__SOURCE TEXT__.
%%

''Masteller makes symbolic forms, visual elements interact''
When we look at paintings, our eyes respond to color, line, texture,shape and form, while our minds decipher these elements and their interaction.
If a painting has an illusionistic treatment of subject,then we are led on a specific course of response to that painting. As words signify things, excite our associative memory, so do recognizable subjects, in painting, arouse our world of associations.
In literary metaphors and allegories, persons, places, things, and events not only themselves but greater ideas. Similarly, ''realistic'' subject matter often performs as symbol.
When a painting is nonrepresentational, that is with no recognizable subject matter, then the viewing experience is based on the quickening of the senses by visual elements such as color, line' shape, and texture. We respond to works like these through our senses because we have no symbol to relate to. However our sensory impressions may be converted into emotional states. Wild gestural brushstrokes convey excitation; gradual transitions of tone suggest quietude; strong verticals and horizontals communicate stability; diagonals establish rhythms, movement a sense of becoming.
The effect is much like experiencing an intense, yet fleeting dream. We register the emotional state provoked by the dream, although the particular plot and characters elude us.
In the recent paintings by Barry Masteller at the Pacific Grove Art Center, color, line, texture, shape, form and pictorial space are manipulated to inform the viewer of the artist's experience and observation of life.
By carefully considered arrangement of visual elements, Masteller establishes dynamic interaction of both forms and highly evocative visual elements.
In the four large representational compositions, several visual elements appear repeatedly from painting to painting establishing a repertoire of symbolic devices that guide the viewer through a course of response. The smaller nonrepresentational works are abstract and suggestive of nature because the forms and colors are reminiscent of grasses, twigs, fog, and pools of water. In these too viewer response is stimulated by brushwork, rich modulated colors and interacting forms.
The large works meld idea, form, and a sense of history. Most apparent in these paintings are vast areas of walls, dense areas of black that work as voids - nothingness - when juxtaposed to these walls and carefully rendered sticks that are balanced inside various niches of these walls.
These walls, invariably painted an overall ochre tone, though dappled through with warm reds, oranges and blues, stand dominantly across and parallel to the picture plane.
They cut off any extensive view of the depicted deep, black space. In all four, the texture of the wall is constant, the persistence of the black void inescapable. The idea in these works seems to be stability / constancy / control versus the imposing / threatening / unknown. Decoding these signs tells us something about the artist's point of view. In ''Tangent" the left half is filled with a wall, while the right half is a small section of wall - a window sill - below a dominant black area, the void. The wall depicted by strong vertical moldings and horizontal shelves, serves compositionally - and - conceptually - as stable, solid partition between viewer and the abyss.

%%

__EXCERPTED DATA__.
%%

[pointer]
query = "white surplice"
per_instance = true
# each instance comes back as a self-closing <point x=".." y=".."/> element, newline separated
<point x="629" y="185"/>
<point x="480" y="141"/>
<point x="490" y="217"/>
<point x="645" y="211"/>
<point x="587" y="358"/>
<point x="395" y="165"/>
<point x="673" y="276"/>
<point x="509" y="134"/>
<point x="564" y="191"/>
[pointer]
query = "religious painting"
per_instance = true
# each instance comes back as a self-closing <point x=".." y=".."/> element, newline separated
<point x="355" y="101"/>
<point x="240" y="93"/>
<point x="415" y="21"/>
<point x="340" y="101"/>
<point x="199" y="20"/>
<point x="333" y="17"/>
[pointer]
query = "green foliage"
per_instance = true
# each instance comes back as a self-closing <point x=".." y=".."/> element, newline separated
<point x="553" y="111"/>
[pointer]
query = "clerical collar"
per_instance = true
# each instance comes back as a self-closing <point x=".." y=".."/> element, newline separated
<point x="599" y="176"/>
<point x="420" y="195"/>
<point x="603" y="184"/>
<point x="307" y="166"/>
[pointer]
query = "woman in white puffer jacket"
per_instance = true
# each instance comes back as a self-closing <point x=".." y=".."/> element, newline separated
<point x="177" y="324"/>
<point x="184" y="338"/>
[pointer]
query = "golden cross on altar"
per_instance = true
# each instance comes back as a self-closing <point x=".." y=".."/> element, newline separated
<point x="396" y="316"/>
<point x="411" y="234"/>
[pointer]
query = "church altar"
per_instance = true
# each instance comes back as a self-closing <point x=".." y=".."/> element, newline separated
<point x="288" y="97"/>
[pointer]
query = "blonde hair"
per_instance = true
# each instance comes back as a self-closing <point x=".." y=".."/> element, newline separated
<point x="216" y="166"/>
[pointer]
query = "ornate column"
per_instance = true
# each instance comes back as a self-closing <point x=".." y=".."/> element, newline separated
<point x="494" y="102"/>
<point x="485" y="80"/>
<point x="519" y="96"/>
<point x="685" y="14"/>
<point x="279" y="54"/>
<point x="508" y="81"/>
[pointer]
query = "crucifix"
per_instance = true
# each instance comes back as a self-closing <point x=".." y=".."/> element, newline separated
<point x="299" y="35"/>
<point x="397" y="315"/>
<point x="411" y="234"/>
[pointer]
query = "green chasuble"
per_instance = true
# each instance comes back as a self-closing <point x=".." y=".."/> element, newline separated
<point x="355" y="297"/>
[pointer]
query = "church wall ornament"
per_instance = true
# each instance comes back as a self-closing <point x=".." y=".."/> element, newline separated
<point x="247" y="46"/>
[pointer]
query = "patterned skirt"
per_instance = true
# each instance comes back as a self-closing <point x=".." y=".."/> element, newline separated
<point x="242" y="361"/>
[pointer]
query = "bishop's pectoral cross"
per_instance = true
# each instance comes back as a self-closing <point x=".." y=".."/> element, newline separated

%%

__WHAT YOU WILL DO__.
[1] Answer these questions using the review of Barry Masteller's paintings above.
(a) Where are the recent paintings by Barry Masteller on view?
(b) What overall tone are the walls in the large works painted?
(c) According to the review, what do strong verticals and horizontals communicate?
[2] Write the next part of the review of Barry Masteller's paintings, picking up after its final sentence.

__THE RESULTS__.
[1]
(a) At the Pacific Grove Art Center.
(b) An overall ochre tone, dappled through with warm reds, oranges and blues.
(c) Stability.

[2]
But is the wall such a stable thing? The artist has depicted the wall in extreme closeup. Perspective or any other forshortening of form to show depth and thickness has been avoided. Balanced within the niche of the left portion are five sticks. These sticks / Boards, the most elemental of building materials, are perched precariously. They could fall at any moment.
The wall Masteller gives us, then, could be paper thin and fragile. It's transitory nature is suggested and reinforced by the unsteady balance of the sticks. Though we fashion structures from the elements, they remain mere edifices before the great unknown - time.
More subtle references to time - art historical time - exists in the works. In the 19th century, the Romantic painters reacted against the Neoclassicists. The Neoclassicists appealed to the sense of reason, of mind over matter, of man over nature. The Romanticists were preoccupied with the dark world of dreams, myths, the psyche and the powerful and frightening forces of nature. The Romantic rhelm was hostile, brooding, exotic, violent; the neoclassic world was pastoral, orderly, arcadian.
Furthermore, all of the works are diptychs - two canvases or panels that are joined togrther to be read as a unit. Diptychs originated in religeious painting. Often double doors to alters, tombs, or reliquaries were painted as one composition. The initial purpose - to set a mood for what was to follow - has been discarded, but the gravity seriousness and spirtual nature of the diptych format seems to persist into our time. Kirchner, Dix and Beckmann, for instance, frequently relied on diptychs and triptychs to help convey the weight of their message.
Masteller joins these notions in his works; their coexistence is actually unsettling. The juxtaposition of wall to abyss - of reason to emotion - pervades his work. As in ''Tangent,'' ''Victory at Sea'' and ''Gate'', man made walls seperate viewer from the darkness and dominate the composition. But Masteller renders these walls as fragile partitions, moreover, the black void is as thick as tar, as dense as primordial silence. Indeed, this abyss is as dominant in it's black presense as the carefully crafted wall.
Masteller seems to ask us to decide if these walls should keep us in, or keep the darkness at bay The other paintings in the exhibition are nonrepresentational, but evocative of nature. the ominous quality of the large diptychs gives way to a more benevolent interpretation of natural phenomena. Color is rich, lush forms consist of graceful comma brushstrokes that intersect like network of brambles. These works with their chordial color and lively brushwork, look like homages to groth, change - nature. This series, titled ''Natural Occurrence,'' serves as an effective counterpoint to the large wall / abyss vehicles.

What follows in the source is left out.